[Stored items from a collection]
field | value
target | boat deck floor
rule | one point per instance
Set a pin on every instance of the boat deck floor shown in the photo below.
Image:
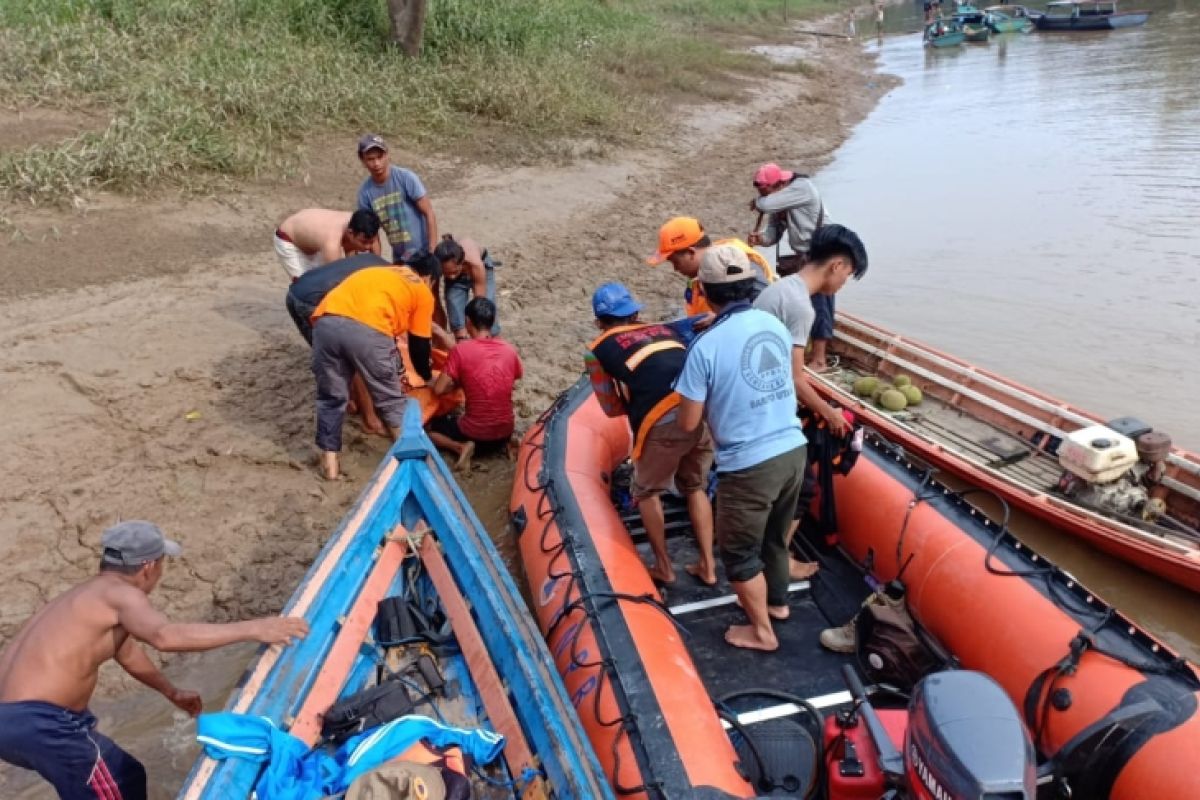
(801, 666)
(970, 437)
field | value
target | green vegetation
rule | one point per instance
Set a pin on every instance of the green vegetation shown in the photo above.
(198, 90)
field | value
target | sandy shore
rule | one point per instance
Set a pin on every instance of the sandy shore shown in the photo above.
--
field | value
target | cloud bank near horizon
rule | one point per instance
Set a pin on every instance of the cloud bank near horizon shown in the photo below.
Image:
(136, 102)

**Task goal:**
Locate each line in the data above containing the string "boat", matching case, and copy those lines.

**Task answer:**
target | boat deck floor
Set a pin on every instance of the boat deck floor shown in the photo below.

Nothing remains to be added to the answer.